:: PROVIDED INFORMATION

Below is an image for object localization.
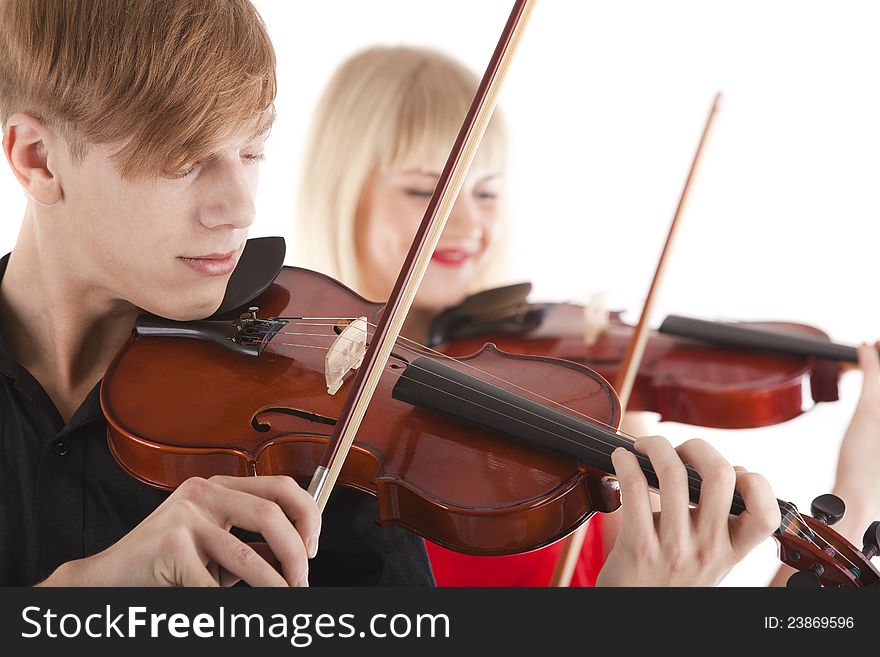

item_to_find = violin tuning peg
[785,566,822,588]
[810,493,846,525]
[862,520,880,560]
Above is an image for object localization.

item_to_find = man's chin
[142,289,225,322]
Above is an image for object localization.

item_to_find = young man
[0,0,779,586]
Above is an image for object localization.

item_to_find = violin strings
[256,334,859,571]
[251,317,859,570]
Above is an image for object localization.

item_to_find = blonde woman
[294,47,768,586]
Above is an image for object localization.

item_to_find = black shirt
[0,255,434,586]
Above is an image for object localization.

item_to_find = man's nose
[200,158,256,228]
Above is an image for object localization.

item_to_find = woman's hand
[596,436,781,586]
[834,343,880,547]
[42,476,321,586]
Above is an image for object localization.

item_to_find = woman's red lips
[431,249,474,267]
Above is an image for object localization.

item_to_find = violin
[428,283,857,429]
[100,0,880,586]
[101,238,880,586]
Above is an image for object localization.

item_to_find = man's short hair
[0,0,275,178]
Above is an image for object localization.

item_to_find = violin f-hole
[251,406,336,433]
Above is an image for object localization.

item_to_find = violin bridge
[324,317,367,395]
[584,292,609,347]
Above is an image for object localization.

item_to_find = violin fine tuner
[810,493,846,526]
[862,520,880,560]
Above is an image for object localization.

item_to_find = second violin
[429,283,856,429]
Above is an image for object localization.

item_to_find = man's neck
[0,216,140,422]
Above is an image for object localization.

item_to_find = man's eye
[163,164,196,180]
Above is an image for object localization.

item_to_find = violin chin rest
[211,237,287,318]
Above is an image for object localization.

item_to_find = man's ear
[3,113,64,205]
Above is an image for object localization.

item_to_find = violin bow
[308,0,537,513]
[550,91,721,586]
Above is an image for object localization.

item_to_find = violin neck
[391,356,752,515]
[658,315,858,363]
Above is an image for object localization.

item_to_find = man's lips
[178,249,240,276]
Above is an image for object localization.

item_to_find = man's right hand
[41,475,321,586]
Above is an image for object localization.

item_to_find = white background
[0,0,880,585]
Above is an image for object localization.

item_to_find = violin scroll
[776,495,880,587]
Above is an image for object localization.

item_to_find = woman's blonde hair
[294,46,507,298]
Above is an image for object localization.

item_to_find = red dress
[425,513,603,586]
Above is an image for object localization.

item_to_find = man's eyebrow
[251,112,275,139]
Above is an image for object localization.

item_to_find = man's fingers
[611,447,655,538]
[196,521,289,586]
[210,475,321,557]
[730,472,782,559]
[676,439,736,539]
[636,436,691,544]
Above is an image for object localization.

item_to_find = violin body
[101,267,620,555]
[433,293,840,429]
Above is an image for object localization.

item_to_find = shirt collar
[0,253,104,432]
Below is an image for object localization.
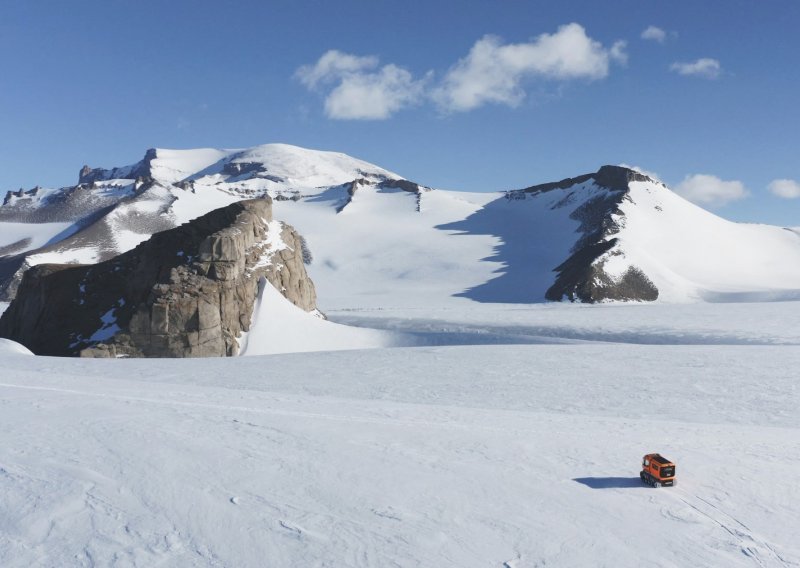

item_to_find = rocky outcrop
[508,166,658,303]
[0,199,316,357]
[78,148,156,184]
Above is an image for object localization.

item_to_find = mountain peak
[516,165,658,197]
[591,165,656,191]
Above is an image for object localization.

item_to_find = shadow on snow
[572,477,644,489]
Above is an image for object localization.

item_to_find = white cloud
[669,57,722,79]
[295,50,429,120]
[767,179,800,199]
[295,49,378,89]
[433,23,627,111]
[325,65,424,120]
[642,26,667,43]
[608,40,628,65]
[675,174,748,207]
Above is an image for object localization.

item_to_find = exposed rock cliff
[508,166,658,302]
[0,199,316,357]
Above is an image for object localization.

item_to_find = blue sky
[0,0,800,226]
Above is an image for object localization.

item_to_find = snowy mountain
[0,144,800,310]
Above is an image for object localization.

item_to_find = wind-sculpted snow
[0,336,800,568]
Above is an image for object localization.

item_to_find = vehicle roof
[650,454,672,465]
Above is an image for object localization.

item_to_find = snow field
[0,344,800,567]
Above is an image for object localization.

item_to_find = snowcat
[639,454,676,487]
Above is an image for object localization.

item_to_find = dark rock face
[78,148,156,184]
[0,199,316,357]
[222,162,267,176]
[532,166,658,303]
[509,166,654,198]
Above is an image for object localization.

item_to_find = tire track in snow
[673,488,796,568]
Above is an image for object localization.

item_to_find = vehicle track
[670,487,799,568]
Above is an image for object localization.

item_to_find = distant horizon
[0,0,800,226]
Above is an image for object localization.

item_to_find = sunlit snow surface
[0,302,800,567]
[0,145,800,568]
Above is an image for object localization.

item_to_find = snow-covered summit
[80,144,400,188]
[0,144,800,309]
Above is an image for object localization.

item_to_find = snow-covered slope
[601,182,800,301]
[0,303,800,568]
[0,144,800,310]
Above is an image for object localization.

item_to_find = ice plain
[0,302,800,567]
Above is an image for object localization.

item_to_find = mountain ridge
[0,144,800,307]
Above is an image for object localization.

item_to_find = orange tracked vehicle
[639,454,675,487]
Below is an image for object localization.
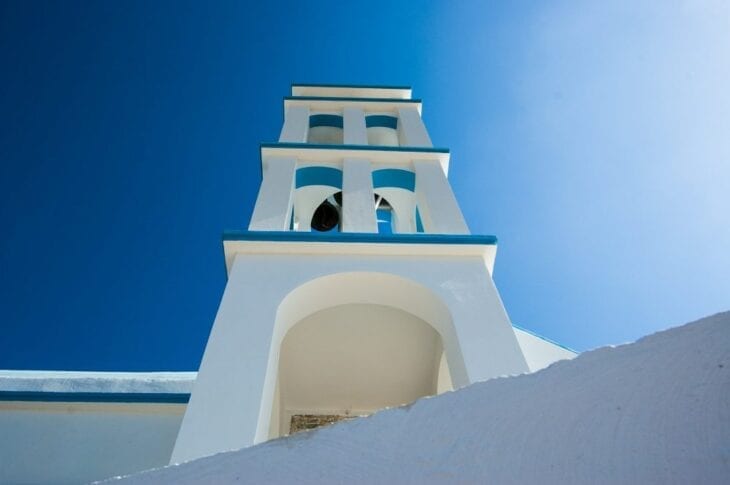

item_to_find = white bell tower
[171,85,536,463]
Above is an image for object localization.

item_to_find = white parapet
[398,107,433,147]
[279,106,309,143]
[413,160,469,234]
[342,158,378,232]
[342,108,368,145]
[248,157,297,231]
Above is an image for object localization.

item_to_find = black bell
[312,200,340,232]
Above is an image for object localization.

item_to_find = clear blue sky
[0,1,730,370]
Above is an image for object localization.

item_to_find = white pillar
[342,158,378,233]
[398,107,433,147]
[248,157,297,231]
[413,160,469,234]
[170,257,277,463]
[279,106,309,143]
[342,108,368,145]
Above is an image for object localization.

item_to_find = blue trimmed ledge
[291,83,413,89]
[259,143,449,153]
[284,96,423,104]
[222,230,497,246]
[0,391,190,404]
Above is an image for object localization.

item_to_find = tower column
[248,157,297,231]
[342,108,368,145]
[413,160,469,234]
[279,106,309,143]
[398,108,433,147]
[342,157,378,233]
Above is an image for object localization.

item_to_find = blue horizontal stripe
[292,83,411,89]
[296,167,342,189]
[284,96,422,104]
[365,115,398,130]
[0,391,190,404]
[373,168,416,192]
[309,115,343,128]
[259,143,449,153]
[223,230,497,246]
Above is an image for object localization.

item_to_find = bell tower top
[291,84,412,99]
[249,84,469,235]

::::

## GIVEN EXERCISE
Update every item above by changing "object localization" to "object detection" and keeping all other text the same. Leave out the pictures.

## FULL ANSWER
Below is an image for object detection.

item_to_find = violin tuning peg
[785,566,822,588]
[810,493,846,525]
[862,520,880,560]
Above is an image for object detection.

item_to_find = man's chin
[142,289,225,322]
Above is an image for object detection.

item_to_find = young man
[0,0,779,586]
Above is an image for object detection.

item_to_find = violin strings
[256,334,859,571]
[251,317,859,570]
Above is an image for object detection.

item_to_find = blonde woman
[294,47,768,586]
Above is an image for object detection.

item_to_find = black shirt
[0,255,434,586]
Above is an image for object detection.

item_to_find = man's nose
[200,158,256,228]
Above is an image for object detection.

item_to_find = woman's hand
[596,436,781,586]
[834,343,880,547]
[42,476,321,586]
Above is an image for object detection.

item_to_find = woman's red lips
[431,249,474,267]
Above is an image for object detection.

item_to_find = violin
[428,283,857,429]
[100,0,880,586]
[101,238,880,586]
Above is an image for object detection.

item_to_find = man's short hair
[0,0,275,178]
Above is an image for object detection.

item_to_find = violin f-hole
[251,406,336,433]
Above is an image for object detection.

item_to_find = violin bridge
[324,317,367,395]
[584,292,609,347]
Above is an image for object detection.

item_to_find = violin fine tuner
[810,493,846,526]
[862,520,880,560]
Above is an image for object detection.

item_to_find = second violin
[429,283,856,429]
Above is an image for object detection.

item_to_find = man's neck
[0,216,140,422]
Above is an image for object detection.

item_to_find = man's eye
[163,164,196,180]
Above is an image for object detection.

item_to_find = violin chin rest
[211,237,287,318]
Above is an image for object detection.

item_to_find = man's ear
[3,113,64,205]
Above is an image for object detection.

item_to_find = violin bow
[308,0,537,513]
[550,91,721,586]
Above is an image for object detection.

item_to_find = violin neck
[391,356,752,515]
[658,315,858,363]
Above is an image for object detection.

item_to_find = man's lips
[178,249,240,276]
Above is an image for object detection.

item_to_find = man's right hand
[41,475,321,586]
Above is an image for object detection.

item_to_find = white background
[0,0,880,585]
Above is an image for object detection.

item_to_find = violin scroll
[776,495,880,587]
Above is an image for object detection.

item_to_find = woman's blonde hair
[294,46,507,298]
Above is an image for object detection.

item_to_find = red dress
[425,513,603,586]
Above is an image for object detection.

item_to_find = man's eyebrow
[251,112,275,139]
Above is an image for object detection.

item_to_find = man's fingers
[611,447,655,538]
[196,521,289,586]
[210,475,321,557]
[730,472,782,559]
[676,439,736,539]
[636,436,691,544]
Above is an image for object detection.

item_to_find = violin body
[101,267,620,555]
[433,293,840,429]
Above is an image for object detection.

item_to_find = shirt collar
[0,253,104,432]
Below is an image for object detection.

item_to_find = rocky outcrop
[508,166,658,303]
[0,199,316,357]
[78,148,156,184]
Above is an image for object detection.

item_to_find = mountain peak
[516,165,658,197]
[591,165,656,191]
Above is an image for object detection.

item_to_find = shadow on snow
[572,477,644,489]
Above is an image for object detection.

item_to_find = white cloud
[669,57,722,79]
[295,50,429,120]
[767,179,800,199]
[295,49,378,89]
[433,23,627,111]
[325,65,424,120]
[642,26,667,43]
[608,40,628,65]
[675,174,748,207]
Above is an image for object detection.

item_to_find = exposed rock cliff
[508,166,658,302]
[0,199,316,357]
Above is an image for object detection.

item_to_find = blue sky
[0,0,800,226]
Above is an image for object detection.

item_to_find = snowy mountain
[0,144,800,310]
Above is an image for object detection.

item_to_find = wind-sculpted snow
[0,336,800,568]
Above is an image for object detection.

item_to_find = vehicle roof
[650,454,672,465]
Above is an image for object detection.

item_to_find = snow field
[0,344,800,567]
Above is an image for object detection.

item_to_find = snowcat
[639,454,676,487]
Above is an image for object detection.

item_to_find = dark rock face
[78,148,156,184]
[0,199,316,357]
[222,162,267,176]
[532,166,658,303]
[509,166,654,198]
Above is an image for object detection.

item_to_find = tire track in snow
[673,488,796,568]
Above is an image for object detection.

item_to_find = vehicle track
[670,487,799,568]
Above is an image for object detection.

item_to_find = distant horizon
[0,0,800,226]
Above is an image for object detection.

item_to_find = sunlit snow surface
[0,302,800,567]
[0,145,800,568]
Above is an image for object detection.

item_to_find = snow-covered summit
[80,144,400,188]
[0,144,800,309]
Above is an image for object detection.

item_to_find = snow-covered slope
[601,182,800,301]
[0,303,800,568]
[0,144,800,310]
Above is an image for object detection.

item_to_find = ice plain
[0,302,800,567]
Above is an image for object detection.

item_to_find = mountain ridge
[0,144,800,307]
Above is an image for object detection.

item_to_find = orange tracked vehicle
[639,454,675,487]
Below is an image for object detection.

item_to_find = white bell tower
[171,85,536,463]
Above is an image for object detection.

item_to_find = white parapet
[398,107,433,147]
[279,106,309,143]
[413,160,469,234]
[342,158,378,232]
[342,108,368,145]
[248,157,297,231]
Above is an image for object detection.

item_to_find = black bell
[312,200,340,232]
Above is an image for object detection.

item_to_find = clear blue sky
[0,1,730,370]
Above is an image for object detection.

item_to_find = white pillar
[342,158,378,233]
[398,107,433,147]
[248,157,297,231]
[413,160,469,234]
[170,257,277,463]
[279,106,309,143]
[342,108,368,145]
Above is an image for object detection.

item_to_find = blue trimmed ledge
[291,83,413,89]
[259,143,449,153]
[284,96,423,104]
[222,230,497,246]
[0,391,190,404]
Above is an image for object detection.

item_to_find = tower column
[248,157,297,231]
[342,108,368,145]
[413,160,469,234]
[279,106,309,143]
[398,108,433,147]
[342,157,378,233]
Above is an image for object detection.

item_to_find = blue horizontal stripe
[292,83,411,89]
[296,167,342,189]
[284,96,422,104]
[365,115,398,130]
[0,391,190,404]
[373,168,416,192]
[309,115,343,128]
[259,143,449,153]
[223,230,497,246]
Above is an image for object detection.

item_to_find = bell tower top
[291,84,412,99]
[249,84,469,235]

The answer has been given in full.